-- What to work on --
With the images excluded, set down every line of the listing below exactly.

____

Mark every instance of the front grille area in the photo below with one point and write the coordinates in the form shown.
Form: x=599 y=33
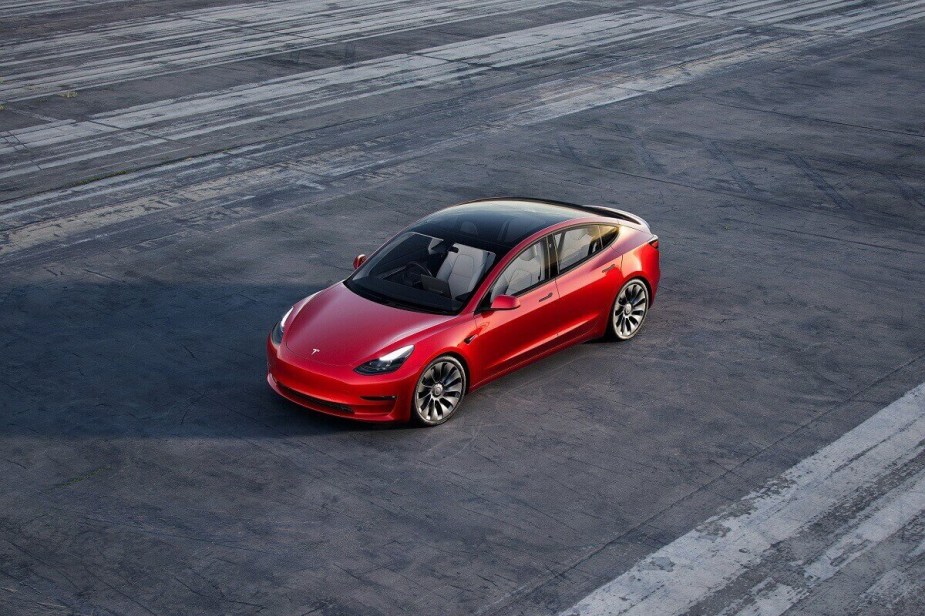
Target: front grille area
x=312 y=401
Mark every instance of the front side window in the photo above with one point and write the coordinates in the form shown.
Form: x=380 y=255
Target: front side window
x=578 y=243
x=530 y=268
x=422 y=272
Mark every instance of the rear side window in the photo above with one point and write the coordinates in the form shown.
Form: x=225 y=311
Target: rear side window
x=578 y=243
x=530 y=268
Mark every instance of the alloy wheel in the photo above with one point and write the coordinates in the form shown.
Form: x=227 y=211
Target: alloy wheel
x=629 y=310
x=439 y=391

____

-- Solution to the problem --
Mark every instance of the front grille area in the photo below with one point and write the coordinates in the form shown.
Form: x=599 y=33
Target: front grille area
x=312 y=401
Mark every instance of the front side window in the photo above with one point and write the coordinates in the form shown.
Form: x=380 y=255
Target: front side window
x=578 y=243
x=530 y=268
x=422 y=272
Mark every instance of the rear side window in the photo above with one point and write the coordinates in the form shown.
Form: x=225 y=311
Target: rear side window
x=578 y=243
x=530 y=268
Mark every instance of the alloy wheel in the photo above with one point and write the coordinates in the form shown.
Form: x=227 y=211
Target: alloy wheel
x=629 y=310
x=439 y=391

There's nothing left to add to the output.